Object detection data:
===

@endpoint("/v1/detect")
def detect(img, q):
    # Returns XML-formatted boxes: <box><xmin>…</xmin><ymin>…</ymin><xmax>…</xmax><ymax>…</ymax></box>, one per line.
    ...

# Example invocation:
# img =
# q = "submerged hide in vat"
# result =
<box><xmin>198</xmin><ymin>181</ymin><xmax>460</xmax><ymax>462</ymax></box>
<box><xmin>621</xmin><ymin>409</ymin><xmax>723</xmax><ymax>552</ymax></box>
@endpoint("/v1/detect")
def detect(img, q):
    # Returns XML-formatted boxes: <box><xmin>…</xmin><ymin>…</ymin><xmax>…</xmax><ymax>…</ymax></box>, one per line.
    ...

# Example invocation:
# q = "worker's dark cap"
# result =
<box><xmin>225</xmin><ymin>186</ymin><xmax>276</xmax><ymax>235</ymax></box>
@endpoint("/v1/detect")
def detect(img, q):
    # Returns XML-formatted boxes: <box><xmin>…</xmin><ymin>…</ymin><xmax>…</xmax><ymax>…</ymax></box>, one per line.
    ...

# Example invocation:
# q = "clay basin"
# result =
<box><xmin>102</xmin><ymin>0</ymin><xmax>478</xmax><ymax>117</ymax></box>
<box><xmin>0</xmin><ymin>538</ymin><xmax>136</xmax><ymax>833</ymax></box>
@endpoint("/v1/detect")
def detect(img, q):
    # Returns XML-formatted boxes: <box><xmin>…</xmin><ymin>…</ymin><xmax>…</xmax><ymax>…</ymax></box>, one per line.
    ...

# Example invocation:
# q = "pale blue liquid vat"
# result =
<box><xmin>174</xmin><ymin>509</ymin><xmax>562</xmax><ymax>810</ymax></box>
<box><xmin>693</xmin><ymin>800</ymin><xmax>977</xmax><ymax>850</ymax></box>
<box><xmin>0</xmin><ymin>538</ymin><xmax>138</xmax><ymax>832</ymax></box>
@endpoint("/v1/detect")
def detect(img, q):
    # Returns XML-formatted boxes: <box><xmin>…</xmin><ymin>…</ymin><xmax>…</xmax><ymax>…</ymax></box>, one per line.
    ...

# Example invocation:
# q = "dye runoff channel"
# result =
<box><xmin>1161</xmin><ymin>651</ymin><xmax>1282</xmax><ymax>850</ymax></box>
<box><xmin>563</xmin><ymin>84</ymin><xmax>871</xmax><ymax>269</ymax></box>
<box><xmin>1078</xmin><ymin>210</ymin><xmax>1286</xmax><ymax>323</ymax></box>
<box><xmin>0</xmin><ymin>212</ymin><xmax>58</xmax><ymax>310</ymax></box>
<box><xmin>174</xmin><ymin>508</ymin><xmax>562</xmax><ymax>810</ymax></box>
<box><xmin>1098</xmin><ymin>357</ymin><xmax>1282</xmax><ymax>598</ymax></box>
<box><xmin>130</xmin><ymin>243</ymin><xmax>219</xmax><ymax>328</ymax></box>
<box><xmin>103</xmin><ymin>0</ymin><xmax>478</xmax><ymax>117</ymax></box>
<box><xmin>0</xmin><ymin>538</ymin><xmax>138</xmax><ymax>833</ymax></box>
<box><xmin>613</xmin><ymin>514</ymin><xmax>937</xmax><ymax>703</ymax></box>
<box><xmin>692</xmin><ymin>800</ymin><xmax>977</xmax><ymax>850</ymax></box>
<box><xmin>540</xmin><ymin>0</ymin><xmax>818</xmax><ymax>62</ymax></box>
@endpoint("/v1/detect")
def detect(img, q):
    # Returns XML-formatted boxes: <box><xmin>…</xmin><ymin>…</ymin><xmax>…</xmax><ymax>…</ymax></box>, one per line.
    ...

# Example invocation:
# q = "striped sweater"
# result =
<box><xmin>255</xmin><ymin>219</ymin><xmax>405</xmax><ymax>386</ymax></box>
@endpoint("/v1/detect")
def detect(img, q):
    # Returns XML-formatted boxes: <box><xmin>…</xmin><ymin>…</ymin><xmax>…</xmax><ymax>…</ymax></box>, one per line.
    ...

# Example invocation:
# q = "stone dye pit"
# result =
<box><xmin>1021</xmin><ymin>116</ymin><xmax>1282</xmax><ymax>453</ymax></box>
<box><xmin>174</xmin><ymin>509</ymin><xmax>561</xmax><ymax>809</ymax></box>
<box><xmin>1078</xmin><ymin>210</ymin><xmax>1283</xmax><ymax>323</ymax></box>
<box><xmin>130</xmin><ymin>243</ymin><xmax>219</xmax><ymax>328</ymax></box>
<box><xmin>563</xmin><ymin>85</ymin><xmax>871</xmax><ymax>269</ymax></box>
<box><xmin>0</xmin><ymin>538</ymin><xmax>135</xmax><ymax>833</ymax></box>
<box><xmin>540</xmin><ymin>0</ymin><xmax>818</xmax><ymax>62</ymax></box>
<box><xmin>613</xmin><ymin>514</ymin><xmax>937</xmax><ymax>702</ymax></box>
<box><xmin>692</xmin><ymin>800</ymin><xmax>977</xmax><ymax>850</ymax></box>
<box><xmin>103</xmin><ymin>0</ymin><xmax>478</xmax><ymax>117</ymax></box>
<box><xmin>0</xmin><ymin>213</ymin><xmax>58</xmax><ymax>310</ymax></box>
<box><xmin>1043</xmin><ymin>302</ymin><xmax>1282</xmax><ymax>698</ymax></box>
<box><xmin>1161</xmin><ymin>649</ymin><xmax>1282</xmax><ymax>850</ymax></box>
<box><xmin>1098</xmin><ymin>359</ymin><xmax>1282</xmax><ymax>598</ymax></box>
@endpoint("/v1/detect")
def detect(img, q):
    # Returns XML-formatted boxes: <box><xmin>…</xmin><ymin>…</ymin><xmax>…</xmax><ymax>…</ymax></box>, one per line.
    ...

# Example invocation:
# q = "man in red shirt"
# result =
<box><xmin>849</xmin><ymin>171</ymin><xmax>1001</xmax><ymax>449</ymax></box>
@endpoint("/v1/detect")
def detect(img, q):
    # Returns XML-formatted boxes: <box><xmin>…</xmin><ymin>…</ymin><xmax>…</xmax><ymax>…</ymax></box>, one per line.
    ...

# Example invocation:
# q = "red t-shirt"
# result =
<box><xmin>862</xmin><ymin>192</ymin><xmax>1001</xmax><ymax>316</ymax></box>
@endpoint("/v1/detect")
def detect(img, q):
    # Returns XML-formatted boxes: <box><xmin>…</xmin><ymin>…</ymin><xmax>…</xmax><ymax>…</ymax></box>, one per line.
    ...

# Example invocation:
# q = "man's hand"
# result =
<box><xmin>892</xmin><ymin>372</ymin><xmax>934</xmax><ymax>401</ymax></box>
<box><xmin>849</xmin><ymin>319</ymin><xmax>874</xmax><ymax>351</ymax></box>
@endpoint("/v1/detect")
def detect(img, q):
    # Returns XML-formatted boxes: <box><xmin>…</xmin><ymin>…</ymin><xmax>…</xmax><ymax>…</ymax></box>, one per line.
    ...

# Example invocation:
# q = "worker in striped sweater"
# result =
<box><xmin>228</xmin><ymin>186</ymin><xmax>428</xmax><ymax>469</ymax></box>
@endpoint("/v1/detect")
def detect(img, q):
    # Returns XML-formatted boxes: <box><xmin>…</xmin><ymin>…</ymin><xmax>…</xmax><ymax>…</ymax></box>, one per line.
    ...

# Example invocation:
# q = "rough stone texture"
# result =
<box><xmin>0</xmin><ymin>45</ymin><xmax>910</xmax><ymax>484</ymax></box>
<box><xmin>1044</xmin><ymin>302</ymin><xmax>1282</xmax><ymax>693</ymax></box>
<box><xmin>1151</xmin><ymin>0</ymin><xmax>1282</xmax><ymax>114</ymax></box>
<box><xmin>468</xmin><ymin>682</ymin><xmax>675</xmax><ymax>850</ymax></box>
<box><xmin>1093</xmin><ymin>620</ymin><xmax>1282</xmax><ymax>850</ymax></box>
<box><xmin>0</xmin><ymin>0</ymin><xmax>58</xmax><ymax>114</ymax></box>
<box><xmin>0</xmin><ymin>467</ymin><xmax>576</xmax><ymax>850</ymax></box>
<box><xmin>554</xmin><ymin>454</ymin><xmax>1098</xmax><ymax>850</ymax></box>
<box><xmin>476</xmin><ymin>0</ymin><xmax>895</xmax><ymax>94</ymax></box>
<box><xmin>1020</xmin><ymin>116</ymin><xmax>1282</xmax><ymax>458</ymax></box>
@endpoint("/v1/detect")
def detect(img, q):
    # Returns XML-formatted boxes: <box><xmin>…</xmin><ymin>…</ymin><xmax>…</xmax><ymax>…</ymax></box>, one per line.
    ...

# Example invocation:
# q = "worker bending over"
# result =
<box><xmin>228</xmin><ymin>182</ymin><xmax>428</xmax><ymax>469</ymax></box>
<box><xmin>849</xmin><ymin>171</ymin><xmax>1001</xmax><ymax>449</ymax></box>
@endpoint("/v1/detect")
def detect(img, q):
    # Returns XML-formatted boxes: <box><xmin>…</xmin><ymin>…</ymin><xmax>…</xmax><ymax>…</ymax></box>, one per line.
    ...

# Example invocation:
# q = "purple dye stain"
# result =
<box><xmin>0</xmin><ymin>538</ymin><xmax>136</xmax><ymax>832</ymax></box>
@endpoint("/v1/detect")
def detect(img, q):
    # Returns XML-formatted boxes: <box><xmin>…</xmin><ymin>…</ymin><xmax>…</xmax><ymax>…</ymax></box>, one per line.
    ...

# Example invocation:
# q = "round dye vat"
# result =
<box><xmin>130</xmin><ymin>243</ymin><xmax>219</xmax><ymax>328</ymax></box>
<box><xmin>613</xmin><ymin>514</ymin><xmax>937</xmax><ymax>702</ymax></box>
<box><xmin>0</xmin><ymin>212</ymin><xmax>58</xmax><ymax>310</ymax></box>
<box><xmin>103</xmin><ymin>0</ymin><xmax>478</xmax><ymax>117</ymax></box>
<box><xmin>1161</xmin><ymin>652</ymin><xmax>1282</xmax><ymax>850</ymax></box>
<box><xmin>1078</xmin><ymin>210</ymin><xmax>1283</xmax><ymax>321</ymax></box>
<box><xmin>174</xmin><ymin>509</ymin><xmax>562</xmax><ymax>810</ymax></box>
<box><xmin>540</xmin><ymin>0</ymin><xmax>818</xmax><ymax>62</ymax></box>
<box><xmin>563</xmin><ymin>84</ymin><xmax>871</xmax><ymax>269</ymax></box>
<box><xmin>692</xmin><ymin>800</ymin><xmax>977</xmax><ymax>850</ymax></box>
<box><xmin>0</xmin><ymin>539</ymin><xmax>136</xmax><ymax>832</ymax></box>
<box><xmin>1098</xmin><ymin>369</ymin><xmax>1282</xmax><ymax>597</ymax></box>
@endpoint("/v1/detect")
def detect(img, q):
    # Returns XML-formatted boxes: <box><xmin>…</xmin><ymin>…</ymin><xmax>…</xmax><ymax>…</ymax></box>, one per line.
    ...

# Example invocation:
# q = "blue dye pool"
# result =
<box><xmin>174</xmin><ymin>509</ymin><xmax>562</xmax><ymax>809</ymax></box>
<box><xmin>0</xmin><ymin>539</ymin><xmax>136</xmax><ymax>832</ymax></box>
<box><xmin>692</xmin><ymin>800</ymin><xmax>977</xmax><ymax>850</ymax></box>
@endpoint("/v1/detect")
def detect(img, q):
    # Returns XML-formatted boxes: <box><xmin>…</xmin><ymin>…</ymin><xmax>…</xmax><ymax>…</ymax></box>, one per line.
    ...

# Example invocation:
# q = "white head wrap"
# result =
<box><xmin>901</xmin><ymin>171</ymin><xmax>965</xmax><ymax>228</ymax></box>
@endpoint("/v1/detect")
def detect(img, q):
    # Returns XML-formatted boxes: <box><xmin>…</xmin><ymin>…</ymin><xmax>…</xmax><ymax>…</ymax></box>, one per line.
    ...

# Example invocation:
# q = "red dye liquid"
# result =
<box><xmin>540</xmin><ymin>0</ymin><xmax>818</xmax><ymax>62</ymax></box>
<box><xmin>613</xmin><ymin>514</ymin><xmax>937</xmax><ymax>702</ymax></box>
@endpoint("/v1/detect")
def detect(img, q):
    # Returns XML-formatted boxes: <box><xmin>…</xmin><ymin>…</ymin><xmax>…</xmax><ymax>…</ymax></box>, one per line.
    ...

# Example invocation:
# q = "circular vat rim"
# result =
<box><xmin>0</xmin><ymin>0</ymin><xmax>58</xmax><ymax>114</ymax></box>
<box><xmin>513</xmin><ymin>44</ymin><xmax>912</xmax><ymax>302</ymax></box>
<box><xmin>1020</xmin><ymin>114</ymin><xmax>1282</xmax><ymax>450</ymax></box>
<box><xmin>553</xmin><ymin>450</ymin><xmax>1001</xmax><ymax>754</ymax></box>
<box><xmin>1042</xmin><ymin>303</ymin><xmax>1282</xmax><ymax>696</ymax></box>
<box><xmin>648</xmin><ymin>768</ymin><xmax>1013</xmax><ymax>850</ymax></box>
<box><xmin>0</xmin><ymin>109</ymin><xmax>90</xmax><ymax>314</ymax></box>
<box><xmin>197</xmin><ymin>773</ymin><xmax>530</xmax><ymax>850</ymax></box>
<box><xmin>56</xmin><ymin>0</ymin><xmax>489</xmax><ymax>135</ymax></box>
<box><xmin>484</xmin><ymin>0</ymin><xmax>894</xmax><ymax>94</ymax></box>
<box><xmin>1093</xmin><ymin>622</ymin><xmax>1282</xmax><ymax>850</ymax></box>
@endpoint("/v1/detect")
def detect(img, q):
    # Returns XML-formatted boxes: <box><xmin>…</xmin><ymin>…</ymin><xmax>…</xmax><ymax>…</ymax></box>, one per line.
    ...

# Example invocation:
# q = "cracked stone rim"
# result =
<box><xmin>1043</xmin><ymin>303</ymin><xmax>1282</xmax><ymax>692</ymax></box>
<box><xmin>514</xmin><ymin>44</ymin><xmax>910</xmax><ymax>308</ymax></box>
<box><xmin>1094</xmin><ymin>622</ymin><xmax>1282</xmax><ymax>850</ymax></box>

===

### The problem
Gather every line of the data above that contains the word "liquid".

### Answer to this exercise
# q = "pale blue liquid vat"
# q = "red dye liquid"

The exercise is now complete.